(PROBLEM REQUIREMENTS): Give back every record that follows, exactly as written.

^^^^^^^^^^^^^^^^

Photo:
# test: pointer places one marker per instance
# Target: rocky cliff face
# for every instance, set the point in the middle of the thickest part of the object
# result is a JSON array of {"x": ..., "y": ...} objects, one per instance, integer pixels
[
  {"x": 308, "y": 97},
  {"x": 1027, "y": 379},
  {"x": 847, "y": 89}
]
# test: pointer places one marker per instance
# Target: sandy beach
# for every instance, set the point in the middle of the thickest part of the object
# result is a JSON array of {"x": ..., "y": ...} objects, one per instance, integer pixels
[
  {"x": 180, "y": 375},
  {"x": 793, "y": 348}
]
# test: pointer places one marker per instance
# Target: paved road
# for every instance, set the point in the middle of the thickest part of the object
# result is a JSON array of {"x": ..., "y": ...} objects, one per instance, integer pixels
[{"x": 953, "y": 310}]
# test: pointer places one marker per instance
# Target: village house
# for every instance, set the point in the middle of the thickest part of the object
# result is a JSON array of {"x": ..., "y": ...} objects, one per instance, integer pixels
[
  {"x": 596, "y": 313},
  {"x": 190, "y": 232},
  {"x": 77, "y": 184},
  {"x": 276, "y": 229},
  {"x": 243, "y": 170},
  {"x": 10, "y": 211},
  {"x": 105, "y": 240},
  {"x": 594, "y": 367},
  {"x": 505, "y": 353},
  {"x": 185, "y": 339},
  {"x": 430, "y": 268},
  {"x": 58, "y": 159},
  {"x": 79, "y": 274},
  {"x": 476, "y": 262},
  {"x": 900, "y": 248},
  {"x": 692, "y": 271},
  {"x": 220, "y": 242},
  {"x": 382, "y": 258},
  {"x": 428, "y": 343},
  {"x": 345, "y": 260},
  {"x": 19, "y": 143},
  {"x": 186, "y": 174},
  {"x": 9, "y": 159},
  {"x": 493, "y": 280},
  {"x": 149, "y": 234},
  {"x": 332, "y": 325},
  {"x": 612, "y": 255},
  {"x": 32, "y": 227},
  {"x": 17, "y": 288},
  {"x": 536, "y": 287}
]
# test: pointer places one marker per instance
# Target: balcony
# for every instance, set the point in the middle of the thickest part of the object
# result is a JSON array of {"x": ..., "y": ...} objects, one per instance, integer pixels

^^^^^^^^^^^^^^^^

(TASK RESPONSE):
Photo:
# test: pointer places one marker per instance
# Target: rocky cliff face
# for every instance, set the point in the middle of the thickest part of the object
# result is a JSON array of {"x": ..., "y": ...} objects, one per instance, integer pixels
[
  {"x": 308, "y": 97},
  {"x": 1027, "y": 379},
  {"x": 847, "y": 89}
]
# test: pointer places one marker per instance
# Target: sandy beach
# for every instance, set the point in the middle of the thickest part of the object
# result is a JSON array of {"x": ..., "y": ...} objects, one per instance, integer pixels
[
  {"x": 180, "y": 375},
  {"x": 793, "y": 348}
]
# test: pointer places one marker per instance
# Target: paved road
# for every instance, set the point in the middle of the thickest part of the object
# result is a JSON array of {"x": ..., "y": ...} objects, one per instance, integer pixels
[{"x": 953, "y": 310}]
# test: pointer places one marker per instance
# Target: village house
# for every instance, set the point in the middle of the thickest part of the object
# result is a JSON array of {"x": ..., "y": ...} objects, one per instance, integer pixels
[
  {"x": 596, "y": 313},
  {"x": 190, "y": 232},
  {"x": 77, "y": 184},
  {"x": 276, "y": 229},
  {"x": 243, "y": 170},
  {"x": 10, "y": 211},
  {"x": 105, "y": 240},
  {"x": 594, "y": 367},
  {"x": 505, "y": 353},
  {"x": 185, "y": 339},
  {"x": 430, "y": 268},
  {"x": 58, "y": 159},
  {"x": 79, "y": 274},
  {"x": 476, "y": 262},
  {"x": 900, "y": 248},
  {"x": 692, "y": 271},
  {"x": 220, "y": 242},
  {"x": 382, "y": 258},
  {"x": 428, "y": 343},
  {"x": 345, "y": 260},
  {"x": 19, "y": 143},
  {"x": 186, "y": 174},
  {"x": 9, "y": 159},
  {"x": 493, "y": 280},
  {"x": 149, "y": 234},
  {"x": 332, "y": 325},
  {"x": 612, "y": 255},
  {"x": 32, "y": 227},
  {"x": 17, "y": 288},
  {"x": 536, "y": 287}
]
# test: pointer places one marker per instance
# Target: balcony
# for every instance, set the point in the middle of the thickest part of the object
# result is a JSON array of {"x": ..., "y": ...} objects, one per instance, integer pixels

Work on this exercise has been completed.